### Quoted passage

____

I've tried locking it on everything from 720 through 1080p all with the same results. I also set it to "auto." Again all with the same results.

The TV can handle everything from 720p through 1080p and everything in between.

The TV viewing is fine it's just that hesitation in the beginning when it loses the signal then needs time to synch back up before the picture comes back.


----------



## nooneuknow (Feb 5, 2011)

I think I'm having the same issue(s) with three base Roamios and two Sony TVs.

Even though I set the Roamios to fixed 1080i (or 1080p) ONLY, as the fixed output (plus checking the 1080p/24 passthru for Netflix), my TVs "freak out" while navigating, or during commercial transitions, or if any little issue arises in the cable signal, and so on...

The same TVs handled TiVo HDs and Premieres without this problem. All possible troubleshooting has been done. I'm not going to spend another hour going into great details about everything I've tried.

I've lost hope... All I can do is keep bringing it up when I see a similar post by another member...

No matter what thread I bring it up in, all I get are people who tell me they don't have this problem. Well, that's just great... I'm so happy for all the people that don't have the problem. I then politely say that I'm looking for others having the problem, or people who had it and somehow fixed it. Then, things go silent (for this specific issue)...

Funny thing is, these same Roamios didn't used to have this problem. It presented itself in a previous software update, and has persisted ever since...

I'm not going to buy new TVs, when the literal dozen other HDMI devices I have around, work just fine with what I have. The Roamios are the ONLY "problem childs" in the mix. If I could get ONE other HDMI device to act the same, I'd think differently.

I guess I have to buy some inline device to "correct" whatever the Roamios are doing with the HDMI signal, or live with it, or just wait and see what future software brings. I've tried switches in-line, and they'd fail to re-sync at all, requiring me to switch away from the input, then back to it again, just to get more than a black screen, and no audio.

____

### Problem to solve
Answer these questions from the forum thread:
1. How many base Roamios does nooneuknow say are involved?
2. Which TiVo models handled the same TVs without this problem?
3. According to nooneuknow, what caused the problem to appear?
Rely only on the forum thread for your answers.

(Region labeling items)
____

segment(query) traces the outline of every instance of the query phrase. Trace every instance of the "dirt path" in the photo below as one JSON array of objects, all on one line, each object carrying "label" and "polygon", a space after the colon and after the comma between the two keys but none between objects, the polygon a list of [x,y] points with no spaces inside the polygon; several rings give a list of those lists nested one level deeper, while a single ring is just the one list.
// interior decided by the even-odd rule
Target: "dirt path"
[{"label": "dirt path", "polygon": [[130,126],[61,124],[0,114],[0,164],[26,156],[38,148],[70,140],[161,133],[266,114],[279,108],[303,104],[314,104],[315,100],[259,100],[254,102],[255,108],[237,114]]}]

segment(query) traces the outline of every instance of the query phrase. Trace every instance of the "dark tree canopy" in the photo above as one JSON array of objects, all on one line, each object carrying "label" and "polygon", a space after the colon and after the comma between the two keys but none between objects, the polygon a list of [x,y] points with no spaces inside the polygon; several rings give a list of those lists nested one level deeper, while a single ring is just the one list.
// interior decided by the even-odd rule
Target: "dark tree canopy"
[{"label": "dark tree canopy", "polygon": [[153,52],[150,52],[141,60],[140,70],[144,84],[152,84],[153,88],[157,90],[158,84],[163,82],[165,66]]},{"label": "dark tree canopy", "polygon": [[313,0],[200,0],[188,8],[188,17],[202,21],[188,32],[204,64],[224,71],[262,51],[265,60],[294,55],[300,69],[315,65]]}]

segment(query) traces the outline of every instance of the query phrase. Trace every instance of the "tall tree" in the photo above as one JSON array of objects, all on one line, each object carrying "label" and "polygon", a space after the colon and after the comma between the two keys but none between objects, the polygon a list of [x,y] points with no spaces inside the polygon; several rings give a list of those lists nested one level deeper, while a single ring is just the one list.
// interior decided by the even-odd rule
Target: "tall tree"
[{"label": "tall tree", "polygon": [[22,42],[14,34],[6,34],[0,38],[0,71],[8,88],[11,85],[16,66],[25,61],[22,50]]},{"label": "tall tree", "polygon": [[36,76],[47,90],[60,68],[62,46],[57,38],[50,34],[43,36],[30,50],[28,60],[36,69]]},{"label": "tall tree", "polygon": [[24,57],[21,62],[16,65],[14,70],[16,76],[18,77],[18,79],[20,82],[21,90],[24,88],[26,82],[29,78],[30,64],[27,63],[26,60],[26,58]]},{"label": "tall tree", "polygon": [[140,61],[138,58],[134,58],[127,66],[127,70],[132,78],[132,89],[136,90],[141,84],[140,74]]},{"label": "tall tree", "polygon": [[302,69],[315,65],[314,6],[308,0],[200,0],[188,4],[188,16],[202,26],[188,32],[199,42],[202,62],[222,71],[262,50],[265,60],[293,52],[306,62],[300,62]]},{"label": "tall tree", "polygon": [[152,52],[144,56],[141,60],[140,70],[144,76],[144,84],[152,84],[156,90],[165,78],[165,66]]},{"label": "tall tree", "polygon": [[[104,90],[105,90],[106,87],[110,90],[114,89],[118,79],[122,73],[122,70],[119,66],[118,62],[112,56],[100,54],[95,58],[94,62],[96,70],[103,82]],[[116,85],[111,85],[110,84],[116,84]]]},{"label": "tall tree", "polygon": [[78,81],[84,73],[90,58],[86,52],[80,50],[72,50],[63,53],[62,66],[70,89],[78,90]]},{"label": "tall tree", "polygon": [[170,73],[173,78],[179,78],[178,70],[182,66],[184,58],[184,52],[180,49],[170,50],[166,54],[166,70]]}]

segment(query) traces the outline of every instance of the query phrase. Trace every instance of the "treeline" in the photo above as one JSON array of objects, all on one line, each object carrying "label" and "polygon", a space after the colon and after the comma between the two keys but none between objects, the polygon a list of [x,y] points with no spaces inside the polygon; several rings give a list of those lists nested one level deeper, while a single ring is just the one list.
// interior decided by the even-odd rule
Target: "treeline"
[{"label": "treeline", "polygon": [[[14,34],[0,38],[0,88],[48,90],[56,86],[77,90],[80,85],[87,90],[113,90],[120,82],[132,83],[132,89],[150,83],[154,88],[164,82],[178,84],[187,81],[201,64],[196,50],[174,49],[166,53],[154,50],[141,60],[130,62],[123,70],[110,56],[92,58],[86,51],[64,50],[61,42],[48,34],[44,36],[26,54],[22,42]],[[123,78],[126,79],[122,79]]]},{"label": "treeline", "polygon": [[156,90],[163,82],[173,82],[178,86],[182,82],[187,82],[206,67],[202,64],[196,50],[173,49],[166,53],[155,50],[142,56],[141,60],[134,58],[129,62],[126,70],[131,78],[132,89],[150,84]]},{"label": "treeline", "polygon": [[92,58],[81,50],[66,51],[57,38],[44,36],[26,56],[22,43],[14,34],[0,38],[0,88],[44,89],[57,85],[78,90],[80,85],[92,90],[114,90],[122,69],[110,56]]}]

____

### Task result
1. Three
2. TiVo HDs and Premieres
3. A previous software update